Hunting Season

Since no one wants to ask me to comment on [Valery] Rashkin and the moose, I will tell you myself.

This is punishment for disloyalty. Rashkin flirted with the Navalnists and now, after the elections, he is being punished. Punishment is the only means available to the authorities to react to disloyalty and it concerns everyone involved in the process, not just the opposition. Remember what happened to Poklonskaya.

I emphasize that, in this situation, talking about Rashkin’s personal qualities, alcoholism or hunting is simply meaningless, or rather inappropriate, because talking nonsense diverts the conversation away from the main point — the political terror practiced by the authorities.

Anyone who pokes their head up even a little bit is immediately pulled out, strung up and skinned real good. This is a metaphor for animal husbandry, not hunting. Don’t say that I’m exaggerating — it’s still terror, intimidation and the destruction of even minimal nodes of [anti-regime] organization. The authorities don’t need to engage in mass killings yet, because the opposition is peaceful and manageable.

P.S. Hunting should not be banned, but the use of weapons in hunting should be prohibited. if you want to kill a moose, go ahead: you have teeth and two legs.

Translated by the Russian Reader

Valery Rashkin, pictured during a Russian parliament session in March 2020. AP Photo/Pavel Golovkin/Euronews

Valery Rashkin: Russian MP accused of illegal hunting after elk carcass found in car
Euronews
October 29, 2021

A Russian MP has been accused of illegal hunting after the remains of an elk were found in his car.

Valery Rashkin, a politician for the opposition Communist party, told Russian media that he was stopped by police while driving in Russia’s Saratov region.

Rashkin has stated that he and his companion did not shoot the animal and had planned to report the matter to the authorities.

“I believe this is a provocation,” he told the independent broadcaster RTVI on Friday.

• _Exercise instructions_
A - From the commentary on Rashkin and the moose, list the topics the author calls meaningless or inappropriate to talk about in this situation.
B - Convert the listing, from the line containing "Where can you see the industrial" through the end of the listing, inclusive, into a Markdown table with the columns Number and Listing line. Leave out blank lines.

• _Records for this task_
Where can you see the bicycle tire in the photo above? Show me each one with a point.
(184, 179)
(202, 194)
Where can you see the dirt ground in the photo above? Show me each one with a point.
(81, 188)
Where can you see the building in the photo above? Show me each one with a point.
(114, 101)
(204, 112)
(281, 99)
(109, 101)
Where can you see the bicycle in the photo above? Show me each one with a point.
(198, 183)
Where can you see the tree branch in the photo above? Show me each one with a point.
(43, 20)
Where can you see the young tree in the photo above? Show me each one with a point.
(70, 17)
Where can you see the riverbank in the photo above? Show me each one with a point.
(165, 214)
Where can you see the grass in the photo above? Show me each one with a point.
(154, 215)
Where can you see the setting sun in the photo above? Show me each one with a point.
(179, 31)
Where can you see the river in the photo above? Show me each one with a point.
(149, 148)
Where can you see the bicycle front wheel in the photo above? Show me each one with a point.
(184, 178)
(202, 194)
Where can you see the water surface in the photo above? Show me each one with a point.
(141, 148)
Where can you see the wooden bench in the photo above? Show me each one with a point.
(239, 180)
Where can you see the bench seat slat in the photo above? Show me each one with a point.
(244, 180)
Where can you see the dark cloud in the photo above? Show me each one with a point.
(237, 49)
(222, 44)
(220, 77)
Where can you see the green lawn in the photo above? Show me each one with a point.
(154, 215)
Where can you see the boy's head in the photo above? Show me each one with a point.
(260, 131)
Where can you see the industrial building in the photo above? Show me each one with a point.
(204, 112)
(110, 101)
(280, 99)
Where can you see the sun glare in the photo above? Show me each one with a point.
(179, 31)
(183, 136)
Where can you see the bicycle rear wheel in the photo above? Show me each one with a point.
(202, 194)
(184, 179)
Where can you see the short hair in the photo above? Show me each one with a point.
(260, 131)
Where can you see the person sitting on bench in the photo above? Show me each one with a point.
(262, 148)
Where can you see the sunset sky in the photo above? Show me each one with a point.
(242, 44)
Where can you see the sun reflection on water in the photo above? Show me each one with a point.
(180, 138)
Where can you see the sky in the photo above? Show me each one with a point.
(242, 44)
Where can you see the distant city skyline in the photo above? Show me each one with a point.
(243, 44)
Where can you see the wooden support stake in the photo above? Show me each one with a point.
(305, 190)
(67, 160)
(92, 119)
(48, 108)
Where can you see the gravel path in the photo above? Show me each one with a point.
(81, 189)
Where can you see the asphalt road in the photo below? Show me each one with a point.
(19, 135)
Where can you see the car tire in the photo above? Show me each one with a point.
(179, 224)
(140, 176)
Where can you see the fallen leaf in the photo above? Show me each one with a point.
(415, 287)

• _Task-by-task results_
A -
- Rashkin's personal qualities
- alcoholism
- hunting

B -
| Number | Listing line |
|---|---|
| 1 | Where can you see the industrial building in the photo above? Show me each one with a point. |
| 2 | (204, 112) |
| 3 | (110, 101) |
| 4 | (280, 99) |
| 5 | Where can you see the sun glare in the photo above? Show me each one with a point. |
| 6 | (179, 31) |
| 7 | (183, 136) |
| 8 | Where can you see the bicycle rear wheel in the photo above? Show me each one with a point. |
| 9 | (202, 194) |
| 10 | (184, 179) |
| 11 | Where can you see the short hair in the photo above? Show me each one with a point. |
| 12 | (260, 131) |
| 13 | Where can you see the person sitting on bench in the photo above? Show me each one with a point. |
| 14 | (262, 148) |
| 15 | Where can you see the sunset sky in the photo above? Show me each one with a point. |
| 16 | (242, 44) |
| 17 | Where can you see the sun reflection on water in the photo above? Show me each one with a point. |
| 18 | (180, 138) |
| 19 | Where can you see the sky in the photo above? Show me each one with a point. |
| 20 | (242, 44) |
| 21 | Where can you see the distant city skyline in the photo above? Show me each one with a point. |
| 22 | (243, 44) |
| 23 | Where can you see the wooden support stake in the photo above? Show me each one with a point. |
| 24 | (305, 190) |
| 25 | (67, 160) |
| 26 | (92, 119) |
| 27 | (48, 108) |
| 28 | Where can you see the gravel path in the photo above? Show me each one with a point. |
| 29 | (81, 189) |
| 30 | Where can you see the asphalt road in the photo below? Show me each one with a point. |
| 31 | (19, 135) |
| 32 | Where can you see the car tire in the photo above? Show me each one with a point. |
| 33 | (179, 224) |
| 34 | (140, 176) |
| 35 | Where can you see the fallen leaf in the photo above? Show me each one with a point. |
| 36 | (415, 287) |